** start of Text section **
## Camera models with NumPy and Matplotlib
In this script we will experience different camera models and play with then in terms of rotations and translations.\
This script is a condensation of the work done by [Mario Larcher](https://github.com/mnslarcher/camera-models) with some added features done by me.
In order to run the program it's necessary to import the libraries used in the original project.( those can be find in the github)

**Import libraries**

In [1]:
%matplotlib qt
import matplotlib.pyplot as plt
import numpy as np

from camera_models import *  # our package


DECIMALS = 2  # how many decimal places to use in print

%load_ext autoreload
%autoreload 2

### Homogeneous coordinates

In [2]:
X = np.array([4.0, 2.0, 3.0])
print(f"X: {X}")
Xh = to_homogeneus(X)
print(f"X in homogeneous coordinates: {Xh}")

X: [4. 2. 3.]
X in homogeneous coordinates: [4. 2. 3. 1.]


## Camera translation and rotation
Points in space are expressed in term of the **world coordinate frame**. The camera will often be translated and rotated relative to it. The parameters of $\rm R$, the $3 \times 3$ **rotation matrix** representing the orientation of the **camera coordinate frame** and $\boldsymbol{\rm C}$, the coordinates of the camera centre in the world coordinate frame, are called the **external** parameters or the **exterior orientation**.

### Camera translation 
Since we will express the coordinates of the camera with respect to the world coordinate frame (whose origin $\boldsymbol{\rm O}$ is equal to $\boldsymbol{\rm 0} = \begin{pmatrix}0.0 & 0.0 & 0.0\end{pmatrix}$), the translation vector $\boldsymbol{\rm t}$ will be equivalent to the camera center, since $\boldsymbol{\rm C} = \boldsymbol{\rm O} + \boldsymbol{\rm t} = \boldsymbol{\rm 0} + \boldsymbol{\rm t} = \boldsymbol{\rm t}$.

In [3]:
world_origin = np.zeros(3)  # world location(0,0,0)
dx, dy, dz = np.eye(3)      # creates a 1's diagonal
t = np.array([3,-4,2])      # camera translation 

#world frame
world_frame = ReferenceFrame(
    origin=world_origin, 
    dx=dx, 
    dy=dy,
    dz=dz,
    name="World",
)

#camera frame -> 
camera_frame = ReferenceFrame(
    origin=t,
    dx=dx, 
    dy=dy,
    dz=dz,
    name="Camera",
)

# plot
fig = plt.figure()
ax = fig.add_subplot(projection = '3d')
world_frame.draw3d()
camera_frame.draw3d()
** end of Text section **
** start of Supplied information **
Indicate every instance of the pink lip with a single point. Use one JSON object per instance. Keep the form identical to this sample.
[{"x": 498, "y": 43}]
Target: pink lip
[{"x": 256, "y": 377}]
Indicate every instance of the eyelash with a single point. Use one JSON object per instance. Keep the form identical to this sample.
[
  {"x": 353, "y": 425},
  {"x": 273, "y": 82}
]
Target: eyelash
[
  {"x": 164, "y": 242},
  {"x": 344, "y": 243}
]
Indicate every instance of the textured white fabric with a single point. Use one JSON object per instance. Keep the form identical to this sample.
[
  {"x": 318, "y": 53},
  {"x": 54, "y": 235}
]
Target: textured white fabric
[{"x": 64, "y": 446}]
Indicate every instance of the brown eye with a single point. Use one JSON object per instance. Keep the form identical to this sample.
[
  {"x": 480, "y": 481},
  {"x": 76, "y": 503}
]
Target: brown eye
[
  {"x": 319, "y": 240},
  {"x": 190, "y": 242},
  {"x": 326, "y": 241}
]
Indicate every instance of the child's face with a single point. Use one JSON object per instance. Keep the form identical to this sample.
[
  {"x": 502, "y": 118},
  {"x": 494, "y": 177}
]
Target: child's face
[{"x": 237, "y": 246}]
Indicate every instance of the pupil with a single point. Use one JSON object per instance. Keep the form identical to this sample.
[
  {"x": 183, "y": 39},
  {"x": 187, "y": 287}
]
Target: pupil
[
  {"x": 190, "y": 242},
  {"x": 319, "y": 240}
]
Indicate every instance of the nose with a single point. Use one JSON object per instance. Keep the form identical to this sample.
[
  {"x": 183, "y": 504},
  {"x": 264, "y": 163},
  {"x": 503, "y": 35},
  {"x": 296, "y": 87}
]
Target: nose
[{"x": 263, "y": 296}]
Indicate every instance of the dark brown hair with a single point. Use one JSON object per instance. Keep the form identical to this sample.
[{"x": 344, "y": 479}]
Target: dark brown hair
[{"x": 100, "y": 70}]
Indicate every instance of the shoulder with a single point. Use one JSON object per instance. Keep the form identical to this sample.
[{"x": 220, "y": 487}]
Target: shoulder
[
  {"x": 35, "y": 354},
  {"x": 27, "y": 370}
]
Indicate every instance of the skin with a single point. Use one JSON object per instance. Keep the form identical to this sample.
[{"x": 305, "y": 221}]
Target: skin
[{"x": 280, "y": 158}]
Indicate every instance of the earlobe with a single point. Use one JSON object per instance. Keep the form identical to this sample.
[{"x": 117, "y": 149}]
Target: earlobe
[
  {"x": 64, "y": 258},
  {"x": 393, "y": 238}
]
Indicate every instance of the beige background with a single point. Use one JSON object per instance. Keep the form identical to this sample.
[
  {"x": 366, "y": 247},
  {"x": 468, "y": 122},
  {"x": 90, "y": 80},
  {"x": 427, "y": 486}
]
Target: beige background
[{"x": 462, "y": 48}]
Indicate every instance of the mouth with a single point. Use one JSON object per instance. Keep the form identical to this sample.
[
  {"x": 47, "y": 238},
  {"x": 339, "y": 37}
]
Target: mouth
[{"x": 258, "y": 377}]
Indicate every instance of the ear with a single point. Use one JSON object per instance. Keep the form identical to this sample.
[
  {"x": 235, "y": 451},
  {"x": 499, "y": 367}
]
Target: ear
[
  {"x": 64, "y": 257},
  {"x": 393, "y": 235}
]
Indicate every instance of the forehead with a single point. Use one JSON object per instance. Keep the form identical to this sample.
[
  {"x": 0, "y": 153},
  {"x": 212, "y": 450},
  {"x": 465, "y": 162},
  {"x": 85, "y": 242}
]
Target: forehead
** end of Supplied information **
Exercise tasks:
a. Answer these questions about the camera-models text:
(i) What value is DECIMALS set to?
(ii) What does the output give for X in homogeneous coordinates?
(iii) What are R and C together called?
b. Rewrite the camera-models text from "### Homogeneous coordinates" to "the **exterior orientation**.", swapping "world coordinate frame" for "global coordinate frame".

Expected responses:
a.
(i) 2
(ii) [4. 2. 3. 1.]
(iii) The external parameters or the exterior orientation

b.
### Homogeneous coordinates

In [2]:
X = np.array([4.0, 2.0, 3.0])
print(f"X: {X}")
Xh = to_homogeneus(X)
print(f"X in homogeneous coordinates: {Xh}")

X: [4. 2. 3.]
X in homogeneous coordinates: [4. 2. 3. 1.]


## Camera translation and rotation
Points in space are expressed in term of the **global coordinate frame**. The camera will often be translated and rotated relative to it. The parameters of $\rm R$, the $3 \times 3$ **rotation matrix** representing the orientation of the **camera coordinate frame** and $\boldsymbol{\rm C}$, the coordinates of the camera centre in the global coordinate frame, are called the **external** parameters or the **exterior orientation**.